>> start
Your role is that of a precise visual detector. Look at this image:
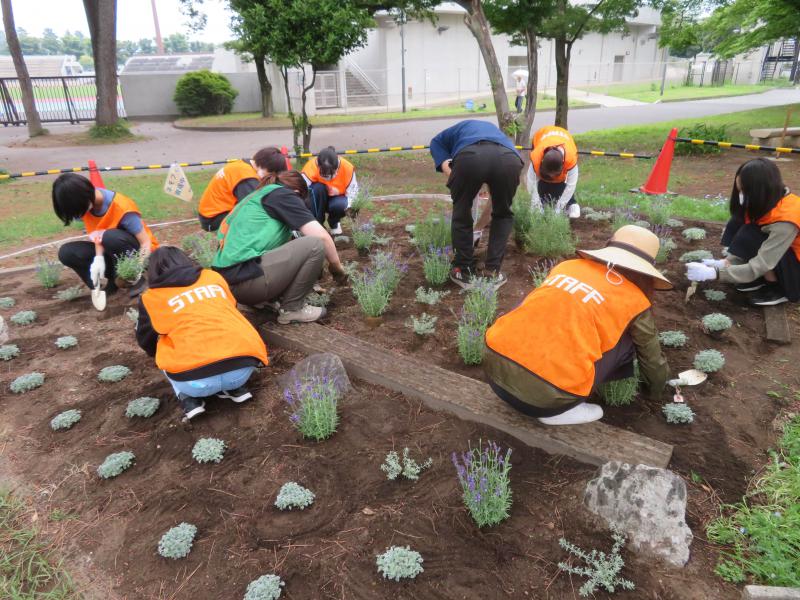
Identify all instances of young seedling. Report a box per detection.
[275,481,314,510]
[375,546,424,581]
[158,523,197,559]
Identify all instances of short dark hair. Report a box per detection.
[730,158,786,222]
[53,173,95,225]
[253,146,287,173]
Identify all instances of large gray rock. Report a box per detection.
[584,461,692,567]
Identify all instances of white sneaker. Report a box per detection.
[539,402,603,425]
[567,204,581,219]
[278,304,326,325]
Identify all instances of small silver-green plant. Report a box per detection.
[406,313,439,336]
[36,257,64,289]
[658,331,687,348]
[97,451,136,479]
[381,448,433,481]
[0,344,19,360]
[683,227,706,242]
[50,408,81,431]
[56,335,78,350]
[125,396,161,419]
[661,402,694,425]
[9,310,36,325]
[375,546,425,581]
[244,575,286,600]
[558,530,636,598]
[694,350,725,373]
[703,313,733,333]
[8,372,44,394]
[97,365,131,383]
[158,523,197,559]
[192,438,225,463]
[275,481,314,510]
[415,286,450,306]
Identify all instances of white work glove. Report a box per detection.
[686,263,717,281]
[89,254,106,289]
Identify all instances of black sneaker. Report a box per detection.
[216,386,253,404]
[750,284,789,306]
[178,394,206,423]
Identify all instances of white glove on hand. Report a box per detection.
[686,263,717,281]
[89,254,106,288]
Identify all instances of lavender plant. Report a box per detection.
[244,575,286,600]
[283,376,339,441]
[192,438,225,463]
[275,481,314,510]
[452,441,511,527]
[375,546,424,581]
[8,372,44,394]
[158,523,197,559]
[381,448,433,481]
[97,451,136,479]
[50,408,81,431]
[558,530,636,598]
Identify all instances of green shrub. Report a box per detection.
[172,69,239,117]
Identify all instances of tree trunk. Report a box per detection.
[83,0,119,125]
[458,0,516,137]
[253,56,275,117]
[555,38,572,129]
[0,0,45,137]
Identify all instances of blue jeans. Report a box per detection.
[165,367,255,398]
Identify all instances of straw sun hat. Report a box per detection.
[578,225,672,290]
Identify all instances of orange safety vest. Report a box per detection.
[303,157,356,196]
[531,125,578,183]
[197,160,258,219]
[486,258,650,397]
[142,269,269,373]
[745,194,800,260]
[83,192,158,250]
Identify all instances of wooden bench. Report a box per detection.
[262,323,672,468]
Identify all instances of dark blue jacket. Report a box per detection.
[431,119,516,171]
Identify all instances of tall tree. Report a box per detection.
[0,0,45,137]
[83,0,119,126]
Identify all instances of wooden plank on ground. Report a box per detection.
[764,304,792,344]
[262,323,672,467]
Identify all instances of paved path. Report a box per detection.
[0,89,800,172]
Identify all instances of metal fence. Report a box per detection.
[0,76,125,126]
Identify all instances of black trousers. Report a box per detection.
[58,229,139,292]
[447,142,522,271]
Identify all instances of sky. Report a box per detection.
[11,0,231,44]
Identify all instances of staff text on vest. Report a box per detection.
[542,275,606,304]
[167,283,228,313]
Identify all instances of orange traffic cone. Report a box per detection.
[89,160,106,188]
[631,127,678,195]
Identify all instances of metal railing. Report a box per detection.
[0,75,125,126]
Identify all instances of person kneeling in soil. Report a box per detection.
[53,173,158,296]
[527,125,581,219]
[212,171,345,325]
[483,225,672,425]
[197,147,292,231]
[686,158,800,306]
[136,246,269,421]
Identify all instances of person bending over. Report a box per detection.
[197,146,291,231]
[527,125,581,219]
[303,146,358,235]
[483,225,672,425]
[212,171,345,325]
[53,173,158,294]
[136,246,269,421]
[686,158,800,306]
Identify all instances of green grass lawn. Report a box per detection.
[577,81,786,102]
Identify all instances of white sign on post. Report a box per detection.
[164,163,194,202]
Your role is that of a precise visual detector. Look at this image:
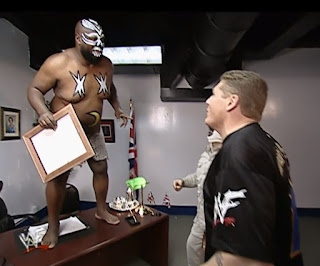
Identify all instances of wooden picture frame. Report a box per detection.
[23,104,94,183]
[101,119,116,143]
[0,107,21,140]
>> end
What you will do |
Lay out every line of the records above as a Markdown table with two columns, No. and Text, where No. holds the row number. Skip blank lines and leave the pictures out.

Finished exercise |
| No. | Text |
|---|---|
| 1 | Your role is that of a precise visual detector. Look at this image: |
| 2 | Identify all instances of young seedling. Report a box per detection. |
| 3 | [275,481,314,510] |
| 4 | [375,546,424,581] |
| 5 | [158,523,197,559] |
| 6 | Identify all instances of short dark hair. Report a box per detection. |
| 7 | [730,158,786,222] |
| 8 | [53,173,95,225] |
| 9 | [253,146,287,173] |
| 10 | Identify all instances of large gray rock. Report a box per detection. |
| 11 | [584,461,692,567] |
| 12 | Identify all instances of white sneaker. Report a box per detection. |
| 13 | [539,402,603,425] |
| 14 | [567,204,581,219] |
| 15 | [278,304,326,325] |
| 16 | Identify all instances of small silver-green plant. Report a box per detection. |
| 17 | [406,313,439,336] |
| 18 | [36,257,64,289] |
| 19 | [658,331,687,348] |
| 20 | [97,451,136,479] |
| 21 | [381,448,433,481] |
| 22 | [0,344,19,360] |
| 23 | [683,227,706,242] |
| 24 | [50,408,81,431] |
| 25 | [56,335,78,350] |
| 26 | [125,396,161,419] |
| 27 | [661,402,694,425] |
| 28 | [9,310,36,325] |
| 29 | [375,546,425,581] |
| 30 | [244,575,286,600] |
| 31 | [558,530,636,598] |
| 32 | [694,350,725,373] |
| 33 | [703,313,733,333] |
| 34 | [8,372,44,394] |
| 35 | [97,365,131,383] |
| 36 | [158,523,197,559] |
| 37 | [192,438,225,463] |
| 38 | [275,481,314,510] |
| 39 | [415,286,450,306] |
| 40 | Identify all instances of white work glove. Report a box per detection. |
| 41 | [686,263,717,281] |
| 42 | [89,254,106,289] |
| 43 | Identify all instances of black sneaker. Report a box per detection. |
| 44 | [216,386,253,404] |
| 45 | [750,284,789,306] |
| 46 | [178,394,206,423] |
| 47 | Identify all instances of white glove on hand. Report a box per detection. |
| 48 | [686,263,717,281] |
| 49 | [89,254,106,288] |
| 50 | Identify all instances of lavender plant. Report a box per detection. |
| 51 | [244,575,286,600] |
| 52 | [283,376,339,441] |
| 53 | [192,438,225,463] |
| 54 | [275,481,314,510] |
| 55 | [452,441,511,527] |
| 56 | [375,546,424,581] |
| 57 | [8,372,44,394] |
| 58 | [158,523,197,559] |
| 59 | [381,448,433,481] |
| 60 | [97,451,136,479] |
| 61 | [50,408,81,431] |
| 62 | [558,530,636,598] |
| 63 | Identify all instances of green shrub. Report a box per detection. |
| 64 | [172,69,239,117] |
| 65 | Identify all instances of tree trunk. Report a box per detection. |
| 66 | [83,0,119,125] |
| 67 | [458,0,516,137] |
| 68 | [253,56,275,117] |
| 69 | [555,38,572,129] |
| 70 | [0,0,45,137] |
| 71 | Identify all instances of blue jeans. Report a box per detection. |
| 72 | [165,367,255,398] |
| 73 | Identify all instances of straw sun hat. Report a box per detection. |
| 74 | [578,225,672,290] |
| 75 | Identify all instances of orange safety vest. Report a box per detection. |
| 76 | [303,157,356,196] |
| 77 | [531,125,578,183] |
| 78 | [197,160,258,219] |
| 79 | [486,258,650,397] |
| 80 | [142,269,269,373] |
| 81 | [745,194,800,260] |
| 82 | [83,192,158,250] |
| 83 | Identify all instances of wooden bench. Report a box per detection. |
| 84 | [262,323,672,468] |
| 85 | Identify all instances of dark blue jacket. Report a box per detection. |
| 86 | [431,119,516,171] |
| 87 | Identify all instances of tall tree. Report a box per detection. |
| 88 | [0,0,45,137] |
| 89 | [83,0,119,126] |
| 90 | Identify all instances of wooden plank on ground. Report a box per detection. |
| 91 | [764,304,792,344] |
| 92 | [262,323,672,467] |
| 93 | Identify all instances of paved path. Report a box per detection. |
| 94 | [0,89,800,172] |
| 95 | Identify all instances of metal fence. Report a box per detection. |
| 96 | [0,76,125,126] |
| 97 | Identify all instances of black trousers. Report a box per detection. |
| 98 | [58,229,139,292] |
| 99 | [447,142,522,271] |
| 100 | Identify all instances of sky. Report a box per detection. |
| 101 | [11,0,231,44] |
| 102 | Identify all instances of staff text on vest. Report a box per detection. |
| 103 | [542,275,606,304] |
| 104 | [167,283,228,313] |
| 105 | Identify all instances of orange traffic cone. Report a box per detection. |
| 106 | [89,160,106,188] |
| 107 | [631,127,678,195] |
| 108 | Identify all instances of metal railing. Report a box per detection. |
| 109 | [0,75,125,126] |
| 110 | Identify all instances of person kneeling in soil. Report a box per detection. |
| 111 | [53,173,158,296] |
| 112 | [527,125,581,219] |
| 113 | [212,171,345,325] |
| 114 | [483,225,672,425] |
| 115 | [197,147,292,231] |
| 116 | [686,158,800,306] |
| 117 | [136,246,269,421] |
| 118 | Identify all instances of person bending over. Report a box per detection. |
| 119 | [197,146,291,231] |
| 120 | [527,125,581,219] |
| 121 | [303,146,358,235] |
| 122 | [483,225,672,425] |
| 123 | [212,171,345,325] |
| 124 | [53,173,158,294] |
| 125 | [136,246,269,421] |
| 126 | [686,158,800,306] |
| 127 | Identify all instances of green grass lawn. Report a box per detection. |
| 128 | [577,81,786,102] |
| 129 | Identify all instances of white sign on post. Report a box per detection. |
| 130 | [164,163,194,202] |
| 131 | Your role is that of a precise visual detector. Look at this image: |
| 132 | Identify all instances of wooden picture frame. Report a box per detection. |
| 133 | [23,104,94,183] |
| 134 | [101,119,116,143] |
| 135 | [0,107,21,140] |